§ GIVEN EXERCISE: Copy out the listing below word for word, keeping every line unchanged.
-- Begin RECORD EXCERPTS --
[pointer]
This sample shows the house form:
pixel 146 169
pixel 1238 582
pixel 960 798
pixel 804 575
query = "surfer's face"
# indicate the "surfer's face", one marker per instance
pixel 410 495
-- End RECORD EXCERPTS --
§ THE COMPLETED TASK:
[pointer]
This sample shows the house form:
pixel 146 169
pixel 1238 582
pixel 960 798
pixel 804 575
query = "surfer's face"
# indicate the "surfer's face", one marker per instance
pixel 410 495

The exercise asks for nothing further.